___ Исходный текст ___

Лейтенант смотрит на мой рюкзак и спрашивает старшину:
-- Что у него там?
Увидев книги, он вдруг срывается на крик:
-- Да что вы в этой литературе понимаете? Видите -- человек серьезный,
не какой-нибудь хулиган. Отнесите его вещи в тройник!
Я прохожу мимо клетки с бытовиками, чувствуя себя перед ними виноватым,
и громко говорю:
-- Ребята, если снова кого-нибудь грабить будут, крикните -- я
обязательно напишу Генеральному прокурору по поводу всего этого!
Конвой, водворив меня в тройник, обыск не возобновляет, ограничившись
перекличкой и разводом зеков по разным купе.
Проснувшись на следующее утро, я слышу мелодичные женские голоса: ночью
на какой-то станции в вагон погрузили нескольких зечек. Судя по лексикону,
это уголовницы. Сначала они переругиваются между собой, а потом начинают
перекликаться с мужчинами из соседней клетки. Моментально возникают любовные
диалоги; так как влюбленные не видят друг друга, они подробно описывают
партнерам -- "заочникам" свою внешность, темперамент, интимные привычки.
Наконец все пары, устав, замолкают, кроме одной, которая переходит от
словесного флирта к сексуальным действиям: он и она в полный голос сообщают
один другому, как раздевают друг друга, как ласкают -- и так далее. В конце
концов они, судя по восклицаниям, доводят и себя, и восторженных
наблюдателей до оргазма.
В Перми нам подают "воронок" без "стакана", и я на двадцать минут вновь
возвращаюсь в компанию бытовиков. Здесь мне удается стать свидетелем
незабываемой сцены.
Как только машина трогается, один из конвойных показывает через решетку
пузырек одеколона "Кармен":
-- Отдаю за четвертной.
На воле такой флакон стоит рубля три-четыре, но в ГУЛАГе -- свои цены.
Глаза разгораются у многих, но -- надо платить... Первыми откликаются двое
малолеток; самым смелым оказывается тринадцатилетний подросток,
изнасиловавший и убивший студентку; он развязывает свой мешок и, склонившись
над ним, чтобы никто не увидел, где он прячет деньги, вытаскивает десятку.
За ним такую же купюру извлекает и второй.
-- Продашь за двадцать? -- спрашивает охранника юный убийца.
-- Ладно! Гони монету, -- соглашается тот, но отдавать пузырек мальцам
боится и говорит, -- давайте кружку, я перелью.

___ Раздел данных ___

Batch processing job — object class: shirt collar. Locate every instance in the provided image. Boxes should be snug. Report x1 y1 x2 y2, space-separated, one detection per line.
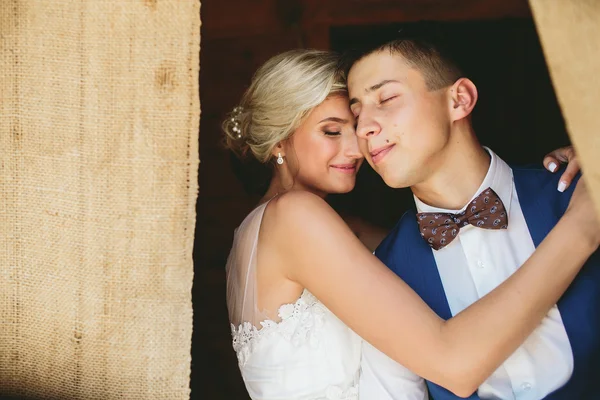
413 146 513 215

___

### Задания
a. Сколько, согласно исходному тексту, стоит такой флакон одеколона на воле?
b. Воспроизведите фрагмент исходного текста начиная со слов «Глаза разгораются у» и заканчивая словами «кружку, я перелью.».
c. Переведите на английский язык следующее предложение из исходного текста: «На воле такой флакон стоит рубля три-четыре, но в ГУЛАГе -- свои цены».

### Результаты выполнения
a. На воле такой флакон стоит рубля три-четыре.

b.
Глаза разгораются у многих, но -- надо платить... Первыми откликаются двое
малолеток; самым смелым оказывается тринадцатилетний подросток,
изнасиловавший и убивший студентку; он развязывает свой мешок и, склонившись
над ним, чтобы никто не увидел, где он прячет деньги, вытаскивает десятку.
За ним такую же купюру извлекает и второй.
-- Продашь за двадцать? -- спрашивает охранника юный убийца.
-- Ладно! Гони монету, -- соглашается тот, но отдавать пузырек мальцам
боится и говорит, -- давайте кружку, я перелью.

c. On the outside such a bottle costs three or four rubles, but the Gulag has its own prices.